Entries drawn from a collection:
★ ★ ★ ★ ★ ★ ★

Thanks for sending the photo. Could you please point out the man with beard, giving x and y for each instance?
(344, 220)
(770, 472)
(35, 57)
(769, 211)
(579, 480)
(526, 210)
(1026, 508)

★ ★ ★ ★ ★ ★ ★

Required work>
Render every line of the items above as a JSON list of strings, one string per line, with blank lines omitted.

Solution for this task>
[
  "Thanks for sending the photo. Could you please point out the man with beard, giving x and y for each instance?",
  "(344, 220)",
  "(770, 472)",
  "(35, 57)",
  "(769, 211)",
  "(579, 480)",
  "(526, 210)",
  "(1026, 508)"
]